__Your instructions__:
Recast the material below as a two-column CSV with the headers "prompt" and "response", one row per request. Put each request's text and its full answer in one quoted field each, with line breaks turned into spaces.

__Exercise input__:
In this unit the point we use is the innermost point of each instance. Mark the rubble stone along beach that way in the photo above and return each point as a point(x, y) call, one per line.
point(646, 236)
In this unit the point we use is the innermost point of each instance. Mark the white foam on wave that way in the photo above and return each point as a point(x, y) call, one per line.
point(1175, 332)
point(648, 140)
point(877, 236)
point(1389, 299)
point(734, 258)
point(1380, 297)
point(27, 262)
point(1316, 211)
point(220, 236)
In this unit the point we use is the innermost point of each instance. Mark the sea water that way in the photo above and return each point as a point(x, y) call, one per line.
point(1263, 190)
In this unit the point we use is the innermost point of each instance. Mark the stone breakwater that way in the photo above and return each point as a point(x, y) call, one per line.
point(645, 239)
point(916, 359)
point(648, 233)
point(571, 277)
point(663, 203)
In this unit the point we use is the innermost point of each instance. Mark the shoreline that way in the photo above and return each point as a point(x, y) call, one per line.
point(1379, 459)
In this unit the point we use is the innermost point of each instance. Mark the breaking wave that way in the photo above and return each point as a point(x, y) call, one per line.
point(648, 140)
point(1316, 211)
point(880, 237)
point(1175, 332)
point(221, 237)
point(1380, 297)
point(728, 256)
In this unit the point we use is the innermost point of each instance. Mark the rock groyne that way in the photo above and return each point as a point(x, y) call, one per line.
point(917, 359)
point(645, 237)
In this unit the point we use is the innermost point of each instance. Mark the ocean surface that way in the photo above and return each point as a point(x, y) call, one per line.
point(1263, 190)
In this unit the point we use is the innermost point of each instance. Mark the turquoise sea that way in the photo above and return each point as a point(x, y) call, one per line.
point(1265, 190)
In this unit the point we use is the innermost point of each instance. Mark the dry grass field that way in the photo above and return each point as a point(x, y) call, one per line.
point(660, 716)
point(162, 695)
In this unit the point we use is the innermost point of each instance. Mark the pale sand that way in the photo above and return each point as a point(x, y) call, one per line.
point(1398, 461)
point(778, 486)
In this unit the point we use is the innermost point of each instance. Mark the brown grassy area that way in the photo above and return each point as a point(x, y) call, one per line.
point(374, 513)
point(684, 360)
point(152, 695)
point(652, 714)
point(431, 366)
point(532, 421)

__Solution to this exercise__:
prompt,response
"In this unit the point we use is the innermost point of each instance. Mark the rubble stone along beach that way in the photo above and return each point as a point(x, y) call, one per line.","point(646, 236)"
"In this unit the point we use is the innermost point of each instance. Mark the white foam on wave that way in the photo above and return each point as a point(x, y) call, one per line.","point(1175, 332) point(648, 140) point(877, 236) point(1389, 299) point(734, 258) point(1380, 297) point(27, 262) point(1316, 211) point(220, 236)"
"In this unit the point we use is the innermost point of each instance. Mark the sea water that way in the photo above and return each point as a point(x, y) call, one per line.","point(1263, 190)"
"In this unit the point we use is the innermost point of each instance. Mark the stone breakwater that way in the photo above and return each point as a point(x, y) call, one per line.","point(645, 239) point(916, 359) point(648, 233) point(571, 277) point(663, 203)"
"In this unit the point we use is the innermost point of each instance. Mark the shoreline that way in the photo above and return each point as a point(x, y) call, one per line.","point(1379, 459)"
"In this unit the point we use is the innermost point of each instance. Mark the breaking wave that way in the photo above and return each point as a point(x, y) call, one per line.","point(648, 140) point(1316, 211) point(880, 237) point(1175, 332) point(221, 237) point(1380, 297) point(728, 256)"
"In this unit the point we use is the innermost point of each instance. Mark the rock groyne that way in the photo above and return each point as a point(x, y) call, one per line.","point(917, 359) point(645, 237)"
"In this unit the point we use is the innermost point of each instance. Mark the ocean surface that way in the photo above and return each point as a point(x, y) call, one per line.","point(1263, 190)"
"In this unit the point we use is the innermost point of each instance. Mark the turquoise sea that way in the photo above and return each point as a point(x, y) call, one per line.","point(1265, 190)"
"In this unit the point we use is the innermost point of each instance. Mark the dry grass field that way in the photo above and return each point as a point(x, y) call, one per line.","point(660, 716) point(162, 695)"
"In this unit the point we use is the innermost point of each instance. Mark the pale sand that way in the photo above and return each point as a point(x, y) call, one per line.","point(1398, 461) point(778, 486)"
"In this unit the point we use is the innermost point of each instance. Mark the brown grassy area that way in the photo above and return each point as a point(x, y) call, one per line.","point(374, 513) point(684, 360) point(152, 695) point(652, 714) point(431, 366) point(532, 421)"